[Source records]
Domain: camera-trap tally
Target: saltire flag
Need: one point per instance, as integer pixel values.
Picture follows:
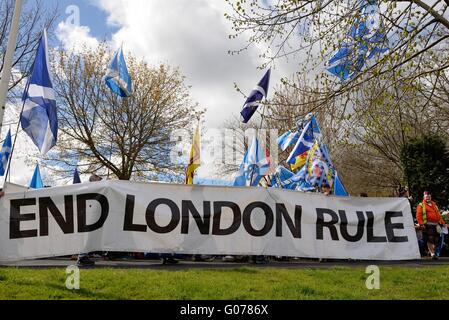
(339, 188)
(39, 118)
(300, 161)
(36, 181)
(254, 100)
(5, 153)
(76, 177)
(319, 168)
(117, 76)
(282, 174)
(305, 142)
(286, 179)
(367, 41)
(255, 166)
(287, 139)
(195, 157)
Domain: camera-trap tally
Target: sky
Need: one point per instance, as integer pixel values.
(192, 35)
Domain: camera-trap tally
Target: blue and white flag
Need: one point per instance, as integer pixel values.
(36, 182)
(255, 166)
(5, 154)
(76, 177)
(254, 100)
(305, 142)
(339, 188)
(366, 40)
(287, 139)
(117, 77)
(39, 118)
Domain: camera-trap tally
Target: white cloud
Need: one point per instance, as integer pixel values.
(194, 36)
(73, 37)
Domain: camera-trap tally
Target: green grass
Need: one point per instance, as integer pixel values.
(236, 284)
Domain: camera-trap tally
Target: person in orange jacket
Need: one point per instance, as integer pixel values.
(429, 217)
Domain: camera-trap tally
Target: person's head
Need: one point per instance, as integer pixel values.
(95, 178)
(326, 189)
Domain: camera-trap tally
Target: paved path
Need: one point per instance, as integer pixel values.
(219, 264)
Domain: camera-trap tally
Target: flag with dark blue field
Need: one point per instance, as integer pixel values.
(254, 100)
(39, 118)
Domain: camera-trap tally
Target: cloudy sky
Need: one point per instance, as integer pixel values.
(192, 35)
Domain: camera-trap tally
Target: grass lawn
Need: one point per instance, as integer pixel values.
(236, 284)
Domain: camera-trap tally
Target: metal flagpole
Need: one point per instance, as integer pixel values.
(12, 42)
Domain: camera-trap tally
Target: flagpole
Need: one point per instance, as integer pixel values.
(11, 47)
(17, 133)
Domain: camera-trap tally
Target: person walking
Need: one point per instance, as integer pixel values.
(429, 219)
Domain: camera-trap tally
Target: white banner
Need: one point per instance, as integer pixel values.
(165, 218)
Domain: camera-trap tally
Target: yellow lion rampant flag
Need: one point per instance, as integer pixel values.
(195, 159)
(300, 161)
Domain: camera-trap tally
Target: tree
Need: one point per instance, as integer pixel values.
(426, 166)
(131, 137)
(33, 20)
(417, 34)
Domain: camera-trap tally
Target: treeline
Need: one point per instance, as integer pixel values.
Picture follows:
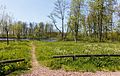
(23, 30)
(85, 20)
(89, 20)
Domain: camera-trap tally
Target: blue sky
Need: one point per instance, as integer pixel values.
(29, 10)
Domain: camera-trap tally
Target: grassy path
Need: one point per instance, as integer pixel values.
(38, 70)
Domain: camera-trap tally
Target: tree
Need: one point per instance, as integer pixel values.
(6, 21)
(60, 12)
(75, 16)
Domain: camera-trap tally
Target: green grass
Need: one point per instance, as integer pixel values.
(16, 50)
(45, 51)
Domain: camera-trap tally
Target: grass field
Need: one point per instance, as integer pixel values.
(16, 50)
(45, 51)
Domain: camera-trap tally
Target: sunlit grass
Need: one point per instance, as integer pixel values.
(45, 51)
(16, 50)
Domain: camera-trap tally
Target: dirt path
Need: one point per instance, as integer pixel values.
(38, 70)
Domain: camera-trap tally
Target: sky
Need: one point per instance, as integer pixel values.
(29, 10)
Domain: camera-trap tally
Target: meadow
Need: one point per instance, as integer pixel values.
(46, 50)
(15, 50)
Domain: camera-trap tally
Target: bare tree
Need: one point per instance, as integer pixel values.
(60, 12)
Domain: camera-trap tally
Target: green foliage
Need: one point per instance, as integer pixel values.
(16, 50)
(45, 51)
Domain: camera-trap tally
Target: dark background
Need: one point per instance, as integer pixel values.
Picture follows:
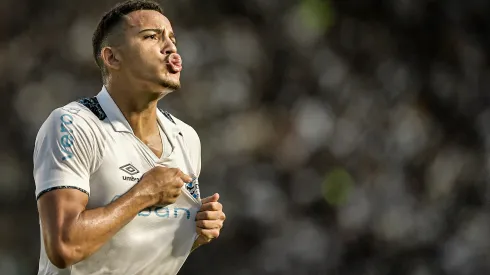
(345, 137)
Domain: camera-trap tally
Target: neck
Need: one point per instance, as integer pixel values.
(138, 106)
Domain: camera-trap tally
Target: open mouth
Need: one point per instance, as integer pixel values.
(174, 63)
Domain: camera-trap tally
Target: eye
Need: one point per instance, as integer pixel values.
(153, 36)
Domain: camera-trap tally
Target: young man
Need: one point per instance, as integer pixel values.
(116, 178)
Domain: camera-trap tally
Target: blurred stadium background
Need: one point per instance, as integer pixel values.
(345, 137)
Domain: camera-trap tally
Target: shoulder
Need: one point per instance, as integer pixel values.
(76, 120)
(188, 131)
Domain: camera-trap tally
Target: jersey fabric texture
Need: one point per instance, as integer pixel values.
(89, 146)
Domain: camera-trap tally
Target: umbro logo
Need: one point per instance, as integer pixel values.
(130, 169)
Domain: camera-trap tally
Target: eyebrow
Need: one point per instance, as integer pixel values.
(171, 35)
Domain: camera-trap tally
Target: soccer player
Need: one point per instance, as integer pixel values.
(116, 178)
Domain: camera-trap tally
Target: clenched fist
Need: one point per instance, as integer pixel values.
(163, 184)
(209, 220)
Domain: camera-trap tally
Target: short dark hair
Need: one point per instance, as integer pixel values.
(112, 18)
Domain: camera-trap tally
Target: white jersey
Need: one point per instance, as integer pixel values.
(90, 146)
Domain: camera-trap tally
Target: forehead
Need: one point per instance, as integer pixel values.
(146, 19)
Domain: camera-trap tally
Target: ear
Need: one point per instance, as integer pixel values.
(111, 58)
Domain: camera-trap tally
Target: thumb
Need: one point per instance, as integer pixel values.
(212, 198)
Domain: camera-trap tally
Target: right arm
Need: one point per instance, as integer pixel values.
(72, 233)
(67, 152)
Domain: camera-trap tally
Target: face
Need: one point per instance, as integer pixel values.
(148, 54)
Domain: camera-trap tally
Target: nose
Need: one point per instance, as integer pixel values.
(169, 47)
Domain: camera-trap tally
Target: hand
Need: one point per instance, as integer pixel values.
(162, 184)
(209, 220)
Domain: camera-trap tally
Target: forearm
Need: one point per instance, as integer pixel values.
(195, 245)
(85, 233)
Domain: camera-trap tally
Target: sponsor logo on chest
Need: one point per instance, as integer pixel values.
(130, 170)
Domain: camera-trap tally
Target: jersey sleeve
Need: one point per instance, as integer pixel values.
(65, 153)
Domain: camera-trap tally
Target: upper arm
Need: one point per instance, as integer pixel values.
(65, 155)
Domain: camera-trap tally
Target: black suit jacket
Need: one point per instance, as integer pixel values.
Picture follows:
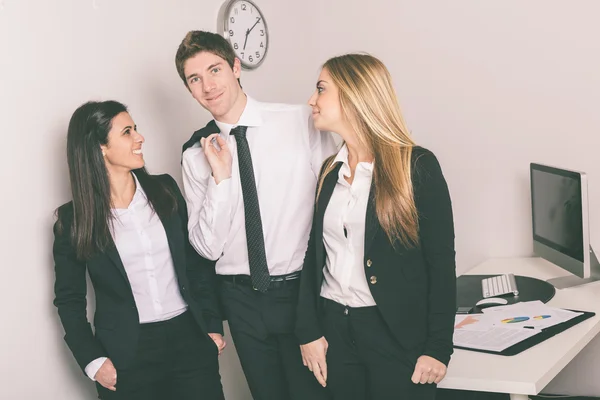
(415, 289)
(116, 319)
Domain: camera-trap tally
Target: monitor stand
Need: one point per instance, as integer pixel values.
(573, 280)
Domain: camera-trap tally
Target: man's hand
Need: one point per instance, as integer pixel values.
(428, 370)
(107, 375)
(218, 159)
(313, 357)
(219, 341)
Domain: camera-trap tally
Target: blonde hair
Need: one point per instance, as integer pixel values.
(368, 101)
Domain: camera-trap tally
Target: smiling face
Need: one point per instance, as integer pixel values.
(123, 152)
(326, 106)
(214, 84)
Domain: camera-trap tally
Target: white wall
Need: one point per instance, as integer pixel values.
(55, 55)
(490, 86)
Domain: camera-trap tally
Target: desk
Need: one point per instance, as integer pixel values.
(529, 372)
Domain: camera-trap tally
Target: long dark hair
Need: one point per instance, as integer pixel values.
(90, 185)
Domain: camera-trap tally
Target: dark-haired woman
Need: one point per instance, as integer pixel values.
(157, 327)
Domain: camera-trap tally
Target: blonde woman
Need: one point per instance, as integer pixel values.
(377, 296)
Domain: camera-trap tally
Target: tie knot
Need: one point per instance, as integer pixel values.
(239, 131)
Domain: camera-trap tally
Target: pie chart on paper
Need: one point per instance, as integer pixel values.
(514, 320)
(541, 316)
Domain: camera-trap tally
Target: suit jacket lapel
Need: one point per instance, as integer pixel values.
(371, 222)
(326, 192)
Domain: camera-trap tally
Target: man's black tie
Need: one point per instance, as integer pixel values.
(259, 271)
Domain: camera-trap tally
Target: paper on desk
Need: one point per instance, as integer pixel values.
(476, 331)
(532, 314)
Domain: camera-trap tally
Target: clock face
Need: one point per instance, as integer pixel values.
(246, 30)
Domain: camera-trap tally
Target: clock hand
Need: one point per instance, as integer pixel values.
(246, 40)
(250, 30)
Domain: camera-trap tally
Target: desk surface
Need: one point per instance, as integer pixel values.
(530, 371)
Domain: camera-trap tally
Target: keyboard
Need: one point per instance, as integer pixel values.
(499, 286)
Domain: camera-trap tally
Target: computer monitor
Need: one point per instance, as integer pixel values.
(559, 208)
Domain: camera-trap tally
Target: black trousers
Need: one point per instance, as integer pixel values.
(364, 360)
(174, 360)
(262, 326)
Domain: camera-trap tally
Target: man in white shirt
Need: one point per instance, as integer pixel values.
(250, 177)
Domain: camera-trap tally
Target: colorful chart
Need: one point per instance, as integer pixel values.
(541, 316)
(514, 320)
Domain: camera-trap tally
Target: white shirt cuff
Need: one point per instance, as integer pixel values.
(92, 368)
(219, 193)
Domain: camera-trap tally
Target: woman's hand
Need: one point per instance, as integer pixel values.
(313, 357)
(219, 341)
(428, 370)
(107, 375)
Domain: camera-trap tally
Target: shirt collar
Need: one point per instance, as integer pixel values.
(139, 197)
(342, 157)
(251, 117)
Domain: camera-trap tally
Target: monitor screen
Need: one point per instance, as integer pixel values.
(557, 210)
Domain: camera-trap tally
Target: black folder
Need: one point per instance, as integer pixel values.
(539, 338)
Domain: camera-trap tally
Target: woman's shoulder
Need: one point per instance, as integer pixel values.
(65, 211)
(423, 158)
(424, 164)
(64, 218)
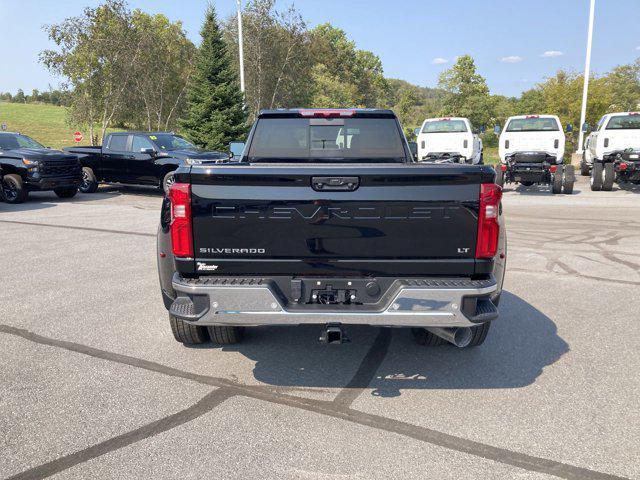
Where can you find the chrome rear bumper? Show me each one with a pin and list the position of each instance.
(412, 303)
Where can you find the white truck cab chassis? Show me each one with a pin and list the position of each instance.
(612, 151)
(449, 139)
(531, 150)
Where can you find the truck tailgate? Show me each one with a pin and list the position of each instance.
(393, 220)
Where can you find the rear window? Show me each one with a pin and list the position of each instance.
(10, 141)
(118, 143)
(445, 126)
(624, 122)
(533, 125)
(330, 140)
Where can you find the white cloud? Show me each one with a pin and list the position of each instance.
(511, 59)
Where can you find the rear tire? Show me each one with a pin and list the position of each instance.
(89, 181)
(609, 177)
(568, 180)
(556, 181)
(596, 176)
(13, 190)
(65, 192)
(186, 333)
(225, 335)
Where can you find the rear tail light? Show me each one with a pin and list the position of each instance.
(181, 236)
(488, 226)
(327, 113)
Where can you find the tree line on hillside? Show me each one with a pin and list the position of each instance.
(129, 69)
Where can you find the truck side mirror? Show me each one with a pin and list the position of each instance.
(413, 147)
(236, 149)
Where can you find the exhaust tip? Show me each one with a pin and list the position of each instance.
(462, 337)
(458, 336)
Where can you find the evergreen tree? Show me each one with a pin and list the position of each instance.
(215, 114)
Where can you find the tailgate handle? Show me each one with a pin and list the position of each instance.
(333, 184)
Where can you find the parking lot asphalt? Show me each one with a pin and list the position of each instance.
(93, 384)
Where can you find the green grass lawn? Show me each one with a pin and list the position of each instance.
(47, 124)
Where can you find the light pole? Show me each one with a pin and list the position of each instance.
(240, 45)
(587, 69)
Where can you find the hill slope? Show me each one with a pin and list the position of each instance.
(45, 123)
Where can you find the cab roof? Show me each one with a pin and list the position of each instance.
(326, 113)
(533, 115)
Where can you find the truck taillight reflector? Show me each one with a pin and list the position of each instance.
(181, 237)
(488, 226)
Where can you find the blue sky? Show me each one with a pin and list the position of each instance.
(508, 39)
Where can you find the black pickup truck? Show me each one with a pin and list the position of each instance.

EXERCISE: Note every line of the entries in which "suit" appears, and copy it down.

YOUR RESPONSE:
Target: black suit jacket
Target: suit jacket lapel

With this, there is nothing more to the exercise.